◆ TASK GOAL: Reproduce verbatim the stretch of rows from the one containing "In this photo, where can the hardwood" through the end of the rows.

◆ SUPPLIED RECORDS:
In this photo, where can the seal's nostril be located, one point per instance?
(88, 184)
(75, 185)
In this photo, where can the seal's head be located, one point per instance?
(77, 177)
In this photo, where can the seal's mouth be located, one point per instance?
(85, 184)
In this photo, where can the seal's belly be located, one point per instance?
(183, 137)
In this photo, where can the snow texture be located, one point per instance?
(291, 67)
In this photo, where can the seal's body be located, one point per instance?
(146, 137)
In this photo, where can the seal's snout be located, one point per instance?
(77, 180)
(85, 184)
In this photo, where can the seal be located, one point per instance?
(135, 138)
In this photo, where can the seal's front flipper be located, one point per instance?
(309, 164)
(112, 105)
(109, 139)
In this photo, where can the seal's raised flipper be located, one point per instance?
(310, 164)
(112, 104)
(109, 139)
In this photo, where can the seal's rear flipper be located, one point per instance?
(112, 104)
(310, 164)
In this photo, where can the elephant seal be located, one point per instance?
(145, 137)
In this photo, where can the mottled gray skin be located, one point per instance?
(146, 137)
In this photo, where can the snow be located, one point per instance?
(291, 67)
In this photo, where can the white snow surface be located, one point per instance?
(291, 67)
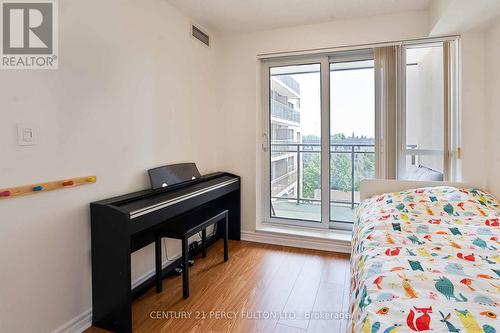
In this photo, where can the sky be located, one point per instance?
(352, 103)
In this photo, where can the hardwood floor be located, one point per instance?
(262, 288)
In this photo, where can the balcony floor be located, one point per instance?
(311, 211)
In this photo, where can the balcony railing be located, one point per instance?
(285, 112)
(353, 151)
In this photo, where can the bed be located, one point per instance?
(425, 257)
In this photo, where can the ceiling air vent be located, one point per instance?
(200, 35)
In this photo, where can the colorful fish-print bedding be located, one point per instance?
(426, 260)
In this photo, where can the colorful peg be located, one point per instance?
(5, 194)
(91, 179)
(37, 188)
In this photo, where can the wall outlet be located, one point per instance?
(26, 134)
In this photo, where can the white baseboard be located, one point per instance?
(83, 321)
(304, 242)
(78, 324)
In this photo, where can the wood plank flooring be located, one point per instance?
(262, 288)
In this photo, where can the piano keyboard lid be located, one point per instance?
(159, 199)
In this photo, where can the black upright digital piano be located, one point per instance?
(124, 224)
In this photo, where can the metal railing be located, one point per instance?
(283, 111)
(353, 149)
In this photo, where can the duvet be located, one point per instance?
(426, 260)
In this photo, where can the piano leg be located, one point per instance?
(204, 243)
(185, 268)
(158, 277)
(226, 236)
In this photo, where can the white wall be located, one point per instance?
(472, 97)
(493, 106)
(238, 98)
(132, 91)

◆ TASK RESPONSE:
In this photo, where can the hardwood floor be located, one point per instance?
(262, 288)
In this photo, where can the balcony floor be located, one point per instance?
(311, 211)
In this photo, where can the balcony railing be located, one point per instance?
(285, 112)
(353, 151)
In this photo, where can the bed be located, one point per instance?
(425, 257)
In this photo, where can the ceiling air vent be located, one point per instance?
(200, 35)
In this photo, where can the colorful fish-print bedding be located, one point per instance?
(426, 260)
In this photo, where can the colorful peg be located, one point per instance?
(5, 194)
(91, 179)
(37, 188)
In this photo, where can the wall outlet be located, one point per instance?
(26, 134)
In this photo, where can the white baseboard be located, one point per instance?
(83, 321)
(304, 242)
(78, 324)
In this photo, where can the wood plank flooring be located, one point per instance?
(262, 288)
In this photo, where can the piano keyboard lid be located, one point per instance?
(159, 199)
In this photo, where can the black upright digital piano be located, one point per instance?
(124, 224)
In this photo, where can the metal railing be located, one point per instance?
(283, 111)
(353, 149)
In this photo, where can the duvet be located, one point per instance?
(426, 260)
In this photo, where can the piano leg be located, one point per instance?
(204, 243)
(185, 268)
(158, 277)
(226, 236)
In this photo, where can the white wall be located, one point per instance?
(472, 97)
(493, 106)
(238, 98)
(132, 91)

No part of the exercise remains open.